Garlic – The Ancient Wonder Drug
I raise a bed of garlic every year. I grow white hard-neck garlic, which cloves; and elephant garlic which is a single bulb. The elephant garlic grows like a weed. I have actually pulled elephant garlic while thinning the bed, and thrown it out in the woods. I now have patches of garlic growing in the woods where it has rooted, grown, and reproduced. The hard-neck garlic looks like what you buy at the store. For a new crop each year you just save three or four bulbs, separate them into cloves, and plant the cloves in the late fall. By the way, cultivated garlic is only vaguely like the wild garlic plants of the allium family. The original garlic plant has been selectively bred for about 5000 years until it now bares no resemblance to the original plant
Garlic is a great spice for cooking, but did you know that it is one of our most potent herbal medicines? Garlic is a natural antibiotic, and it has a very positive effect on the circulatory system. Garlic does its work best if it is consumed as part of the daily diet. It will help strengthen the immune system, lower blood pressure, and help keep the arteries free of plaque build up. One clove of garlic per day is the recommended dose, so plant a lot of garlic. If you can’t stand the taste of garlic you can buy garlic capsules or coated garlic pills, but these won’t be available if the economic and transportation structure falls apart.
Here is a partial list of the complaints for which garlic has been historically used to help prevent or cure:
Strengthen the immune system
Lower cholesterol and triglycerides
Fight infections
Reduce blood pressure
Prevent fungal skin infections
Help prevent intestinal parasites
Repel insects which may carry diseases like malaria, lyme disease, West Nile virus etc
Help prevent pneumonia
Help prevent strokes
During World War I (before the use of penicillin or sulfa) the British government bought tons of garlic for use in treating battle wounds. Garlic juice was squeezed directly into wounds to help prevent infection. If the skin became irritated from direct contact with the garlic, the cloves were mashed, placed in gauze, and used as a poultice.

**Extracted records**.
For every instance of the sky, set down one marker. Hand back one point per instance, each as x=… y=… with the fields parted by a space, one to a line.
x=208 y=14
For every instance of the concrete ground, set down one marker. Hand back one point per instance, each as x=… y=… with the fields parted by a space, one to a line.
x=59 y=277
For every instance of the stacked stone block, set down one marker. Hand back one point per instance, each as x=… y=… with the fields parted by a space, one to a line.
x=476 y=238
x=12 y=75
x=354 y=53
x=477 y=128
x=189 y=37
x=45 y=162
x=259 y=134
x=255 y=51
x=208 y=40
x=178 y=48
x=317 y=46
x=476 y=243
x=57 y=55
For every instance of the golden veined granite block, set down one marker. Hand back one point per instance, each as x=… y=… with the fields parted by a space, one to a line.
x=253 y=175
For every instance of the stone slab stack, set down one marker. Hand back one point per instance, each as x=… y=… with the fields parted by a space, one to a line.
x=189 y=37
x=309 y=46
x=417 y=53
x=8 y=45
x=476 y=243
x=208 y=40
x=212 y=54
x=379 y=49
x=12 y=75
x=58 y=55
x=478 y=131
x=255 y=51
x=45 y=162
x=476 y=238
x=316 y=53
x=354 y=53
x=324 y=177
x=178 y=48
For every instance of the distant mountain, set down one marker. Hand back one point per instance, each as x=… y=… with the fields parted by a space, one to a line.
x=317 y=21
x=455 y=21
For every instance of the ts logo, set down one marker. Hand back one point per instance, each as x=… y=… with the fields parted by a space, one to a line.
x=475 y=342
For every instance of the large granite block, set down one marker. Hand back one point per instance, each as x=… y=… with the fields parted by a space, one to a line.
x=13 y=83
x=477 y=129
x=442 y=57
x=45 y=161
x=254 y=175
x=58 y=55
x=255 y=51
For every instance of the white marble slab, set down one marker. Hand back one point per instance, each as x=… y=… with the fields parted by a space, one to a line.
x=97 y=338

**WORK REQUIRED**.
Write the next part of the garlic piece, starting after its final sentence about the poultice.

**RESPONSE TO THIS EXERCISE**.
Of course there is no replacement for professional medical care; but if you are in a survival situation, and medical help is not available, you might want to consider garlic as an alternative treatment. In modern, everyday life, garlic will certainly do you no harm; and it could help prevent many medical complaints.
i don’t mean to contradict you but ive been told that putting raw garlic on a wound actually stopped it from healing. I was wondering exactly how you came about this I was told my little piece of information by a guy in a retirement home now I don’t usually put absolutely full stock in what just one person says and id really like to find out if what say about this is true otherwise I know the rest of that to be true the cholesterol and such.
Bryan,
I have read a lot of different stuff about using garlic on wounds. Historically it appears to have been done. There are varying opinions on if this is a good practice. Most seem to agree that placing straight raw garlic on a wound can burn the skin and cause blistering. Some suggested ways to use garlic were mixing a little garlic juice with honey and applying, making a not too strong garlic tea and applying to a bandage, wiping a clove across the wound but not leaving the clove on the skin, and wiping a clove on a bandage before applying. Haven’t tried ant of these things personally, so I really can’t say for sure what the results might be. My. go to treatment for wounds is washing with soap and water and application of antibiotic ointment. If a wound becomes infected and professional care is available, I would seek medical help and use modern antibiotics for treatment.